**Given passage:**
The Associated Press reported that Trump “suggests tariffs can help solve rising child care costs in a major economic speech.”

Politico said the former president “laid out a sweeping economic vision of lower taxes, higher tariffs, and light-touch regulation in a speech to top Wall Street execs.”

The research on those assessments comes via psychologist Mary L. Trump. She cites them as prime examples of how the mainstream media – which Trumpistas decry as anti-Trump – normalize the more-often-than-not incoherent ramblings of her uncle.

She makes a solid point.

This was the gathering where Trump was asked if he would “commit to prioritizing legislation to make child care affordable” and “what specific piece of legislation” he would support, according to NBC.

The reply of our self-proclaimed “stable genius” to that softball question was:

“Well, I would do that, and we’re sitting down. You know, I was somebody — we had, Sen. Marco Rubio, and my daughter Ivanka, was so impactful on that issue. It’s a very important issue.

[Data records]
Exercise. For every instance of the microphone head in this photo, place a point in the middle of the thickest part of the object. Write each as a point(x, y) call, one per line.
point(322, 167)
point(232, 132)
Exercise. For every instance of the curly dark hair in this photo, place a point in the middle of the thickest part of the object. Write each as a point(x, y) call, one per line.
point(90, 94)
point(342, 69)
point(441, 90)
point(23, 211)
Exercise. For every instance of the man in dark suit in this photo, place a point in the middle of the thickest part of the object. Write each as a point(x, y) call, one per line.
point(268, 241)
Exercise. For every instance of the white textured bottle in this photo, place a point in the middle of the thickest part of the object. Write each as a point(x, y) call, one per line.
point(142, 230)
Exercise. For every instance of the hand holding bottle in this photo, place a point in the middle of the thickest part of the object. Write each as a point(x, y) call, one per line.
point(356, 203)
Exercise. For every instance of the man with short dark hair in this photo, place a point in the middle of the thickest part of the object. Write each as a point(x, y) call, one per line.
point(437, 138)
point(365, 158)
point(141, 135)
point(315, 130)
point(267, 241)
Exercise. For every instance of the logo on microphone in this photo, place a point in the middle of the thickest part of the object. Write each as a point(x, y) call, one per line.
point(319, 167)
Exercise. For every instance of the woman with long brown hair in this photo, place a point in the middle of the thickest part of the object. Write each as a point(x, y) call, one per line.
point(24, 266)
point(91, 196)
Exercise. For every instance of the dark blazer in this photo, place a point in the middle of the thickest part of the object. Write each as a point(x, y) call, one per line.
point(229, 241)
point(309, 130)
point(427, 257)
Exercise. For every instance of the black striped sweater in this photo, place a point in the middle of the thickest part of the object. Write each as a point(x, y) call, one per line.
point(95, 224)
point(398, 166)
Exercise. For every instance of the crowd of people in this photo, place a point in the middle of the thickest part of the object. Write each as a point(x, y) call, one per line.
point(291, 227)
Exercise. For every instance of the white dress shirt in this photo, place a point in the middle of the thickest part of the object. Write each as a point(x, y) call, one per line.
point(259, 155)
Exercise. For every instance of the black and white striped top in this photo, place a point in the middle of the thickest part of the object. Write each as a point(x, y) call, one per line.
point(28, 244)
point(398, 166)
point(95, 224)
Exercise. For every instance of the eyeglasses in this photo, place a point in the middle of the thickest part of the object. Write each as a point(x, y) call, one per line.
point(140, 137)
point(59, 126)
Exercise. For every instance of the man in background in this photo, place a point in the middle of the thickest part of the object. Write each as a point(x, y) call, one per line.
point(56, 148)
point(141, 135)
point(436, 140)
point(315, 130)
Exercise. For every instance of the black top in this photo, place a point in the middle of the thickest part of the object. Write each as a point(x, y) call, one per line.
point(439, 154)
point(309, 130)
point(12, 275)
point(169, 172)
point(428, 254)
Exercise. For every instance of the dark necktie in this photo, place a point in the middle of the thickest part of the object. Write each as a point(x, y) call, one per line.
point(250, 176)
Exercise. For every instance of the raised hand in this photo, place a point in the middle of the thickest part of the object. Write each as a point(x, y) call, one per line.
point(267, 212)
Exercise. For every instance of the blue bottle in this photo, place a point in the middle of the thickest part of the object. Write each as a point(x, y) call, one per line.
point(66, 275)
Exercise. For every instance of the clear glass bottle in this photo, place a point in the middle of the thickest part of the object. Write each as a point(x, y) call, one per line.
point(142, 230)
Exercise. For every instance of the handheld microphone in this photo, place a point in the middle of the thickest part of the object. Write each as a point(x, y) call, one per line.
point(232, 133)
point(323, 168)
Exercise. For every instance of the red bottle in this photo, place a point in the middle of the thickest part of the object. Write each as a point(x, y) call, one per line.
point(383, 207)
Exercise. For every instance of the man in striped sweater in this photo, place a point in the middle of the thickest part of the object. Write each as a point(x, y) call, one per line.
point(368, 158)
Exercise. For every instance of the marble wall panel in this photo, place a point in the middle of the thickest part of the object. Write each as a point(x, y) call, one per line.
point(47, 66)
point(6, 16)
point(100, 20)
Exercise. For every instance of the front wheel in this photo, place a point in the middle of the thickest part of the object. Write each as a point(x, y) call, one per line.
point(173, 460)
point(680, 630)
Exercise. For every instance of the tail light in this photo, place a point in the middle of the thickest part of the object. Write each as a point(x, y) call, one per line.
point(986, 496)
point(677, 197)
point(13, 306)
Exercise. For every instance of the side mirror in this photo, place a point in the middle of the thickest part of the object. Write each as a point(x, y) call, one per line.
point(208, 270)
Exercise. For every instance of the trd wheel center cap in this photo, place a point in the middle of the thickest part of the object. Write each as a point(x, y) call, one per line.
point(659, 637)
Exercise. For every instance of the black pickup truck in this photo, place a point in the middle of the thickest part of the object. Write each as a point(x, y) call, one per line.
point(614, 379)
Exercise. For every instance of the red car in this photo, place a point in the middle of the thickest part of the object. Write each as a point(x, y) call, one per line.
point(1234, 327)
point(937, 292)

**Short task:** According to the passage on Trump's economic speech, what did Politico say the former president laid out to top Wall Street executives?

**Response to this exercise:** A sweeping economic vision of lower taxes, higher tariffs, and light-touch regulation.